- **Text to read**
[BEGIN]
4
votes

I am trying to run my Beam code on Spark for a POC. I am running the application on Google Cloud Dataproc for testing. It is a very simple test to read from a PubSub topic and write the message to a bucket on Google Cloud Storage. Dataproc cluster has the right version for Spark and is enabled to access other GCP API's.

I tried with FileIO aswell but that did not work either. I tried publishing to another PubSub topic instead of writing and that worked but that is not my use case. I tried printing before writing with TextIO and that confirmed that I can read messages from PubSub.

Here is the pipeline:

PCollection<String> messages = pipeline
    .apply(PubsubIO.readStrings().fromSubscription(sub))
    .apply(Window.into(FixedWindows.of(Duration.standardSeconds(1))));
 messages.apply(TextIO.write().to("gs://...").withNumShards(1).withWindowedWrites());

pipeline.run();

I don't see any logs on Dataproc job output. No errors or anything at all. There is no file on bucket either.
[END]
- **Objectives**
1. Answer these questions using the post about running a Beam pipeline on Dataproc:
(a) In the test, what is read from, and where is the message written?
(b) What happened when the messages were published to another PubSub topic instead of being written?
(c) How long is each fixed window in the pipeline code?
2. Carry on the post about running a Beam pipeline on Dataproc, starting after its final sentence.

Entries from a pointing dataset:
[BEGIN]
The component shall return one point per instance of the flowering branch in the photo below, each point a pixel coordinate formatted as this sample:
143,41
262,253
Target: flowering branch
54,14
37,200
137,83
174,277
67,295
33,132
[END]
- **Answers per task**
1.
(a) Messages are read from a PubSub topic and written to a bucket on Google Cloud Storage.
(b) It worked.
(c) One second.

2.
1
I just tried and TextIO does not work with FlinkRunner either. - hbk

1 Answers

2
votes

I found that this is a problem of triggering. Here is the detailed discussion:
https://lists.apache.org/thread.html/a831da3cd74159bf0e0f3fe77363b022cde943ba40c6ab68bb33d5bb@%3Cuser.beam.apache.org%3E

I fixed this by changing my windowing transform into an early firing trigger:

.apply(Window.<String>into(FixedWindows.of(Duration.standardSeconds(10)))
           .triggering(AfterWatermark.pastEndOfWindow()
                .withEarlyFirings(AfterProcessingTime.pastFirstElementInPane()
                                     .alignedTo(Duration.standardSeconds(10))))
                .withAllowedLateness(Duration.standardSeconds(10))
                .discardingFiredPanes())